(DESCRIPTION OF THE TASK)
Return exactly those lines of the material below that fall between the line holding "[locate] cloud (give" and the line holding "[locate] paved trail", inclusive.

Segment Open

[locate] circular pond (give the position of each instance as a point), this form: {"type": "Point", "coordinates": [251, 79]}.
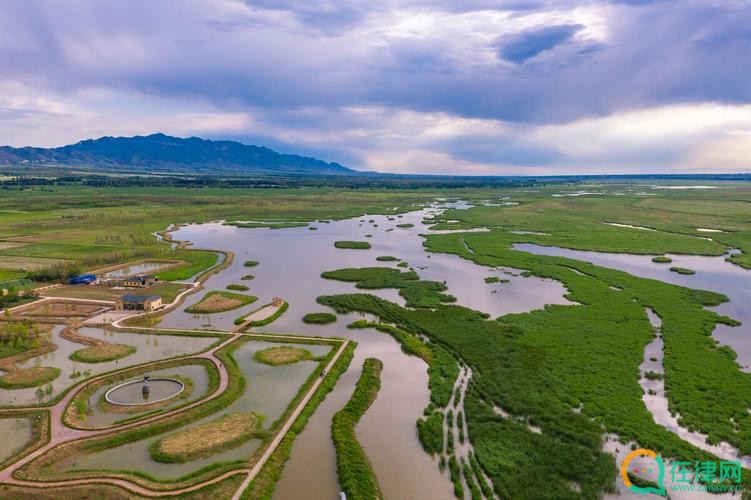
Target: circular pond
{"type": "Point", "coordinates": [144, 391]}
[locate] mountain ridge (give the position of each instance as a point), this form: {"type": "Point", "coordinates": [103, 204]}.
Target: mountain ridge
{"type": "Point", "coordinates": [161, 152]}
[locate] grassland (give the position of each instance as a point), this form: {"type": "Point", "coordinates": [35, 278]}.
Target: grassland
{"type": "Point", "coordinates": [28, 377]}
{"type": "Point", "coordinates": [542, 365]}
{"type": "Point", "coordinates": [237, 287]}
{"type": "Point", "coordinates": [220, 301]}
{"type": "Point", "coordinates": [321, 318]}
{"type": "Point", "coordinates": [97, 226]}
{"type": "Point", "coordinates": [352, 245]}
{"type": "Point", "coordinates": [539, 365]}
{"type": "Point", "coordinates": [355, 472]}
{"type": "Point", "coordinates": [282, 355]}
{"type": "Point", "coordinates": [386, 258]}
{"type": "Point", "coordinates": [102, 353]}
{"type": "Point", "coordinates": [225, 432]}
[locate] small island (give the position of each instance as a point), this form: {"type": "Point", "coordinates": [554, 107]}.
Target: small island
{"type": "Point", "coordinates": [284, 355]}
{"type": "Point", "coordinates": [319, 318]}
{"type": "Point", "coordinates": [682, 270]}
{"type": "Point", "coordinates": [102, 353]}
{"type": "Point", "coordinates": [353, 245]}
{"type": "Point", "coordinates": [220, 301]}
{"type": "Point", "coordinates": [662, 259]}
{"type": "Point", "coordinates": [235, 286]}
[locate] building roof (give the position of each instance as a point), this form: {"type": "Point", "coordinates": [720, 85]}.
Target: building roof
{"type": "Point", "coordinates": [139, 299]}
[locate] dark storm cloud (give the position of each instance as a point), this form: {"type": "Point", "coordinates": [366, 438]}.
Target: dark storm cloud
{"type": "Point", "coordinates": [294, 62]}
{"type": "Point", "coordinates": [530, 43]}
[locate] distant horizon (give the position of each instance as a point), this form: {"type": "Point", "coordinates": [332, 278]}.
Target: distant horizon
{"type": "Point", "coordinates": [427, 174]}
{"type": "Point", "coordinates": [496, 87]}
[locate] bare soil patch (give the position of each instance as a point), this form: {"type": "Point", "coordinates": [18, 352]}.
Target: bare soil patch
{"type": "Point", "coordinates": [226, 432]}
{"type": "Point", "coordinates": [283, 355]}
{"type": "Point", "coordinates": [29, 377]}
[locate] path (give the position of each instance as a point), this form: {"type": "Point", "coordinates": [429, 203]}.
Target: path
{"type": "Point", "coordinates": [287, 425]}
{"type": "Point", "coordinates": [261, 314]}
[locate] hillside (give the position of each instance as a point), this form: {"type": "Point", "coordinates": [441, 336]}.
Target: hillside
{"type": "Point", "coordinates": [159, 152]}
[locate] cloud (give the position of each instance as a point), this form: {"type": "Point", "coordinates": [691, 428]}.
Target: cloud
{"type": "Point", "coordinates": [530, 43]}
{"type": "Point", "coordinates": [368, 82]}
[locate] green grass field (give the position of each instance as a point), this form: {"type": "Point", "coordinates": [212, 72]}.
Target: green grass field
{"type": "Point", "coordinates": [537, 366]}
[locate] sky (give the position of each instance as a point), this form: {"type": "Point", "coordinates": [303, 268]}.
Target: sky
{"type": "Point", "coordinates": [470, 87]}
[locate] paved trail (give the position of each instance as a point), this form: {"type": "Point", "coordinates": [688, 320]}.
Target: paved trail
{"type": "Point", "coordinates": [61, 433]}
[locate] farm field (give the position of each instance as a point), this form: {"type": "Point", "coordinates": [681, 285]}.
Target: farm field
{"type": "Point", "coordinates": [525, 359]}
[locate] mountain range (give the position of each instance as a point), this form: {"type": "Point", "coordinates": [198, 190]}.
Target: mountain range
{"type": "Point", "coordinates": [164, 153]}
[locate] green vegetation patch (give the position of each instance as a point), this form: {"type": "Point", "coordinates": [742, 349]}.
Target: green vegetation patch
{"type": "Point", "coordinates": [226, 432]}
{"type": "Point", "coordinates": [682, 270]}
{"type": "Point", "coordinates": [270, 319]}
{"type": "Point", "coordinates": [540, 365]}
{"type": "Point", "coordinates": [355, 472]}
{"type": "Point", "coordinates": [29, 377]}
{"type": "Point", "coordinates": [270, 225]}
{"type": "Point", "coordinates": [416, 293]}
{"type": "Point", "coordinates": [282, 355]}
{"type": "Point", "coordinates": [240, 288]}
{"type": "Point", "coordinates": [220, 301]}
{"type": "Point", "coordinates": [354, 245]}
{"type": "Point", "coordinates": [196, 261]}
{"type": "Point", "coordinates": [496, 279]}
{"type": "Point", "coordinates": [662, 259]}
{"type": "Point", "coordinates": [386, 258]}
{"type": "Point", "coordinates": [319, 318]}
{"type": "Point", "coordinates": [102, 353]}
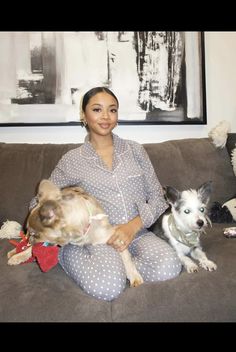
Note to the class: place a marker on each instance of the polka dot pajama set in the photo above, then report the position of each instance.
(131, 188)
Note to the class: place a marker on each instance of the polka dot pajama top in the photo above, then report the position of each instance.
(131, 188)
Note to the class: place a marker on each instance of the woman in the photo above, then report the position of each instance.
(120, 175)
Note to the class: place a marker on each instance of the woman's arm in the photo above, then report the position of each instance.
(154, 205)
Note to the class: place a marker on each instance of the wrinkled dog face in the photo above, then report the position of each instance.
(45, 222)
(61, 216)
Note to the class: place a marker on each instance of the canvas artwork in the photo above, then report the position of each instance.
(158, 77)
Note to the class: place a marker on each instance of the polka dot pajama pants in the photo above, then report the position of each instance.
(100, 272)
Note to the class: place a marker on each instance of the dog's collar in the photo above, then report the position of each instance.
(190, 239)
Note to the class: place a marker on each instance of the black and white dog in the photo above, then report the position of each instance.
(184, 222)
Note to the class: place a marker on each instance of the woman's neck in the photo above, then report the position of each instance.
(101, 142)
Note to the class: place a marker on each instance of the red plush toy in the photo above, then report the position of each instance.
(45, 254)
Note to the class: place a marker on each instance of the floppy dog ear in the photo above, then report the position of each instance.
(171, 194)
(48, 190)
(204, 191)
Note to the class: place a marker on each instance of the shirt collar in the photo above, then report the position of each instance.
(120, 146)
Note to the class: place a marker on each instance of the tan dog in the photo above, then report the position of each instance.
(72, 216)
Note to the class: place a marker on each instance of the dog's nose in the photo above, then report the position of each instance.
(200, 223)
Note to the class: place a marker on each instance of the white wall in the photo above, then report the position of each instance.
(220, 53)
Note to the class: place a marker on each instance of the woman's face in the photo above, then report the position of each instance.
(101, 114)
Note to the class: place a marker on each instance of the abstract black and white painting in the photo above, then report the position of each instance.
(158, 77)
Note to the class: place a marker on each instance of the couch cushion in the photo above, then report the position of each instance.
(22, 168)
(188, 163)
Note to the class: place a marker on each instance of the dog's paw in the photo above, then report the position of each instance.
(192, 268)
(136, 281)
(230, 232)
(208, 265)
(21, 257)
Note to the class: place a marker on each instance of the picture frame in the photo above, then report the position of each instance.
(158, 77)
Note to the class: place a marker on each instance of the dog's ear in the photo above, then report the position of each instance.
(205, 191)
(171, 194)
(48, 190)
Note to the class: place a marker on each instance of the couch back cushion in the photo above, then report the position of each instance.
(187, 163)
(180, 163)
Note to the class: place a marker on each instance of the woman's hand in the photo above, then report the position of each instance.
(124, 234)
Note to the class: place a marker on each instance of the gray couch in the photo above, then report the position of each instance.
(29, 295)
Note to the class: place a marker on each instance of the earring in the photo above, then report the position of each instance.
(84, 122)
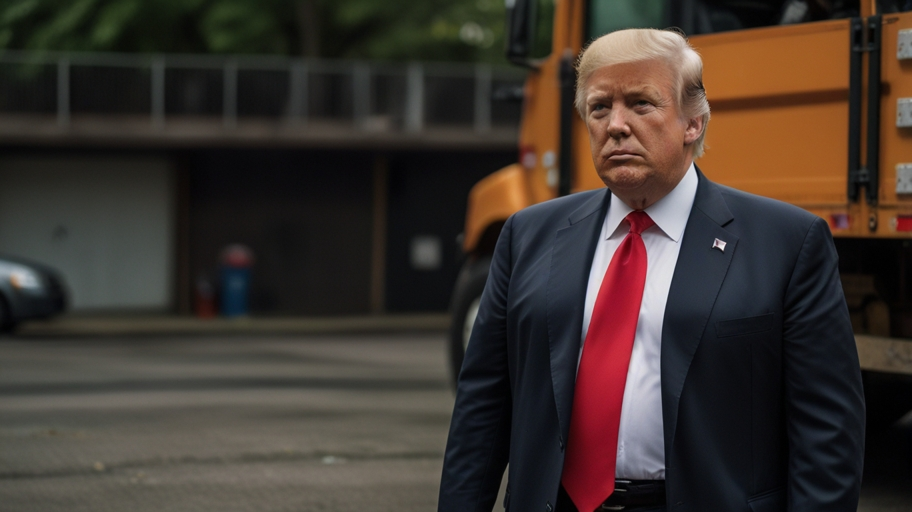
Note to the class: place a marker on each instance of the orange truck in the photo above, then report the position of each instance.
(811, 104)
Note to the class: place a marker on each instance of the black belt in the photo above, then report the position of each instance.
(635, 493)
(627, 495)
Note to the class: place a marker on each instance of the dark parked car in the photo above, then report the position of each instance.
(28, 290)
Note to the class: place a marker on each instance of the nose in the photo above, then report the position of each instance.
(617, 124)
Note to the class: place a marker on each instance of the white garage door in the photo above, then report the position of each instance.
(105, 223)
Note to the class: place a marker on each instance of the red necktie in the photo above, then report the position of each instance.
(591, 458)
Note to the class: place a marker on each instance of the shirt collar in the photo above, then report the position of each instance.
(669, 213)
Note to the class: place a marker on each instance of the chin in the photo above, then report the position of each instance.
(623, 178)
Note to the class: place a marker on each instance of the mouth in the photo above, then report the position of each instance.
(621, 154)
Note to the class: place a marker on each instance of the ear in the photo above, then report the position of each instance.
(694, 130)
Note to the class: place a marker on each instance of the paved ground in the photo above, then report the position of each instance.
(242, 422)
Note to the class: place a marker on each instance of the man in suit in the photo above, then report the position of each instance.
(695, 334)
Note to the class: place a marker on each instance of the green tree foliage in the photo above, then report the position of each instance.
(452, 30)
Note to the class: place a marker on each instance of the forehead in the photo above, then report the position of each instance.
(650, 77)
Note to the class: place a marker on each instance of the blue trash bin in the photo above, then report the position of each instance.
(235, 280)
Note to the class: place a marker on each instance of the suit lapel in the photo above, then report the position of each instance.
(571, 258)
(698, 276)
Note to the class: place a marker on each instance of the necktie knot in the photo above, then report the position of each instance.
(639, 222)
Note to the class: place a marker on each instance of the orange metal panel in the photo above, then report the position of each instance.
(779, 100)
(493, 199)
(895, 142)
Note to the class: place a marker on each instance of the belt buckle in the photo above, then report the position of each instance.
(616, 489)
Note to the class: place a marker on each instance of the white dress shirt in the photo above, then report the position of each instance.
(641, 438)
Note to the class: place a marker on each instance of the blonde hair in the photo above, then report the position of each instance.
(641, 44)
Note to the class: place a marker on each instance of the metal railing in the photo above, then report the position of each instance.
(371, 96)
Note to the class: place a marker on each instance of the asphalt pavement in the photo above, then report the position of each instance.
(233, 420)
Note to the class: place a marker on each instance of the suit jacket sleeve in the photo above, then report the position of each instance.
(478, 444)
(824, 400)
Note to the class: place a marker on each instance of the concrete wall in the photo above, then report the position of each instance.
(106, 222)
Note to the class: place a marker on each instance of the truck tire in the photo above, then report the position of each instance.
(7, 325)
(464, 308)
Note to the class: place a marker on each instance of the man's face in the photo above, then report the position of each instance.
(641, 143)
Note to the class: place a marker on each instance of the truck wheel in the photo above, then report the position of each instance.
(464, 309)
(7, 325)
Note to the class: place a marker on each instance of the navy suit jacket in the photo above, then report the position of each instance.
(761, 390)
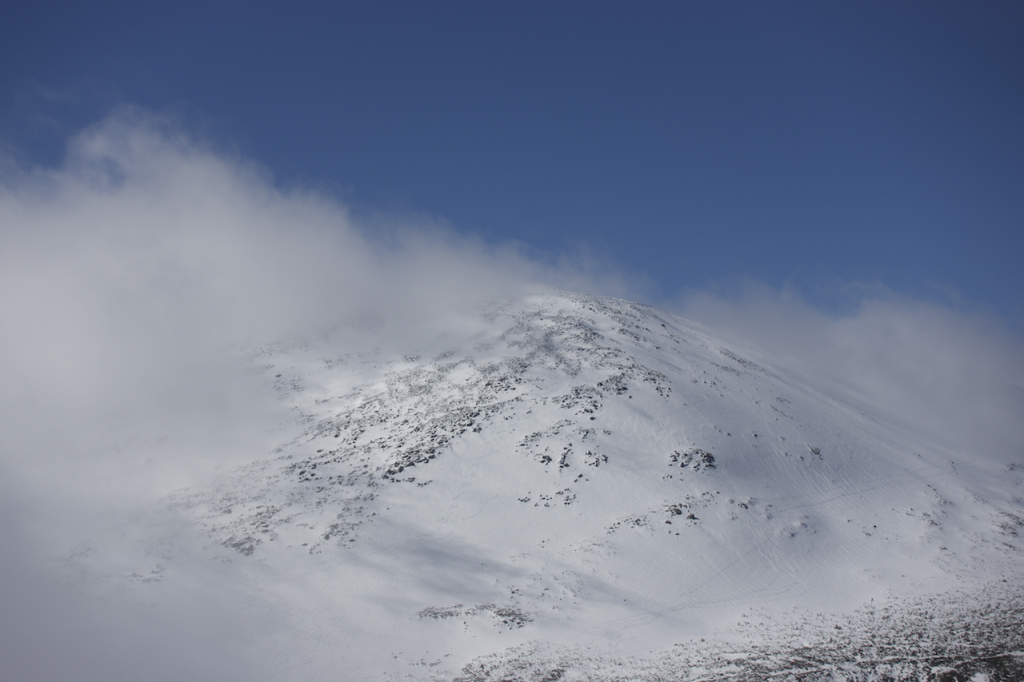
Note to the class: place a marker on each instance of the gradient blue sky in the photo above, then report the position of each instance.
(819, 145)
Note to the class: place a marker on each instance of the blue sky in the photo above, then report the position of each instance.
(826, 147)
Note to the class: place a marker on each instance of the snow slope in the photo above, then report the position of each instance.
(572, 474)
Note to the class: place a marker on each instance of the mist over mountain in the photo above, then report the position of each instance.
(247, 436)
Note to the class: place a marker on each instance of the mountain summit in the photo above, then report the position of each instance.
(561, 481)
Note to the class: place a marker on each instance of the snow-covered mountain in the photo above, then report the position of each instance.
(566, 486)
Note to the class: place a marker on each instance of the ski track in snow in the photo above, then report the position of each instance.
(572, 478)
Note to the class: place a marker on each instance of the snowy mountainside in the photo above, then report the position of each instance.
(584, 472)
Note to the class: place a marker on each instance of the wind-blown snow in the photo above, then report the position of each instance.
(584, 472)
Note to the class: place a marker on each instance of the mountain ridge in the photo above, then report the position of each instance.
(581, 471)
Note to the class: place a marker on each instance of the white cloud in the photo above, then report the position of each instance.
(127, 276)
(128, 273)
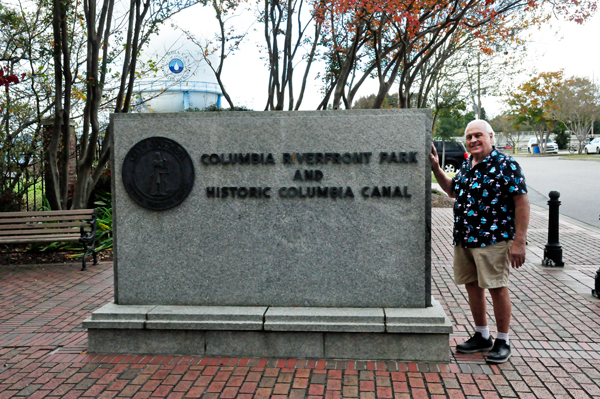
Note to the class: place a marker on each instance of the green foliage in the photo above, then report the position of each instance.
(390, 101)
(104, 238)
(11, 202)
(450, 121)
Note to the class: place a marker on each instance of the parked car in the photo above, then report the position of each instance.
(455, 155)
(592, 146)
(551, 147)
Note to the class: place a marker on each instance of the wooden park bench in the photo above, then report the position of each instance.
(51, 226)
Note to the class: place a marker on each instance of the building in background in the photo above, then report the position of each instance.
(177, 79)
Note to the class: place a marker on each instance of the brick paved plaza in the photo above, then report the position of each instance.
(555, 337)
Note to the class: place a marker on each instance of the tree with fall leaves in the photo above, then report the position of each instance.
(531, 103)
(395, 40)
(576, 103)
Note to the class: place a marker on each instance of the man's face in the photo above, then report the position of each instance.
(479, 142)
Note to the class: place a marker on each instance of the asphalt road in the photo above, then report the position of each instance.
(577, 181)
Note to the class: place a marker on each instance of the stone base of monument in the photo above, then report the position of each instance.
(327, 333)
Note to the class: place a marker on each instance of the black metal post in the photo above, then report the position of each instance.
(553, 249)
(596, 290)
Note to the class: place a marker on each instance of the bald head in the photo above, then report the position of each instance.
(479, 137)
(481, 125)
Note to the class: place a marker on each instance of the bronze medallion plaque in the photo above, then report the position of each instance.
(158, 173)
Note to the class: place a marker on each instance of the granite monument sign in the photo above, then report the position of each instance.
(303, 234)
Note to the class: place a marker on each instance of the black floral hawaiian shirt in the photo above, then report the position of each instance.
(484, 210)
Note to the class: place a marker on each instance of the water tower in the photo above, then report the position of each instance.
(182, 81)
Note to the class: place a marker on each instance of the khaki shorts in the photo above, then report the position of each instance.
(489, 266)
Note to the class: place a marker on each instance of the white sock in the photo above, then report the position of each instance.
(503, 336)
(485, 331)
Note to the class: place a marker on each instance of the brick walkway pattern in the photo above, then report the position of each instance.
(555, 335)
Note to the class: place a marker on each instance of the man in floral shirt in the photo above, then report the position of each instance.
(491, 215)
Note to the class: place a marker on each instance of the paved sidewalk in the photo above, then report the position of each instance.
(555, 337)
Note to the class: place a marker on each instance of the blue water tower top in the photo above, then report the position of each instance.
(176, 65)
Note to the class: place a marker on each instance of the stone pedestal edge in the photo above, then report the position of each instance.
(326, 333)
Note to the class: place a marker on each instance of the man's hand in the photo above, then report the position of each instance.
(517, 254)
(434, 158)
(443, 180)
(518, 250)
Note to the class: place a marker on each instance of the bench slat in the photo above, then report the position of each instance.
(38, 226)
(42, 231)
(40, 219)
(48, 213)
(39, 238)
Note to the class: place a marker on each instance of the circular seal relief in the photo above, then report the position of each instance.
(158, 173)
(176, 65)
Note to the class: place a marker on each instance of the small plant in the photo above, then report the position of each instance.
(104, 239)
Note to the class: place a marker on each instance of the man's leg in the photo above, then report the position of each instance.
(502, 308)
(481, 340)
(477, 303)
(501, 352)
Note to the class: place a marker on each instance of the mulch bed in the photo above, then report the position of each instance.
(19, 256)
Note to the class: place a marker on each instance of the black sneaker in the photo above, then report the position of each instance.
(475, 344)
(499, 353)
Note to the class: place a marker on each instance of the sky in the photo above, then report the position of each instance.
(560, 45)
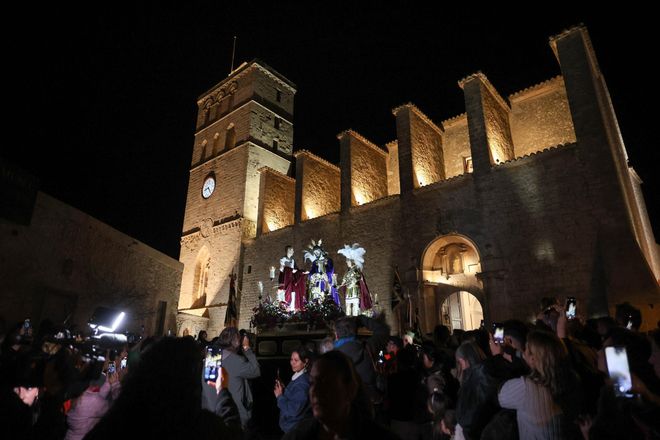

Segment Closed

(EXERCISE SOLUTION)
[locate] cloud (give the position of each instance as a point), this form: {"type": "Point", "coordinates": [691, 428]}.
Target: cloud
{"type": "Point", "coordinates": [530, 43]}
{"type": "Point", "coordinates": [368, 82]}
[locate] green grass field (give the position of each instance as a point), this form: {"type": "Point", "coordinates": [212, 72]}.
Target: green grass field
{"type": "Point", "coordinates": [537, 366]}
[locate] sky (give the position of each instance as a point), this form: {"type": "Point", "coordinates": [303, 268]}.
Target: sky
{"type": "Point", "coordinates": [470, 87]}
[locate] paved trail (give the position of each instance as a point), this form: {"type": "Point", "coordinates": [688, 320]}.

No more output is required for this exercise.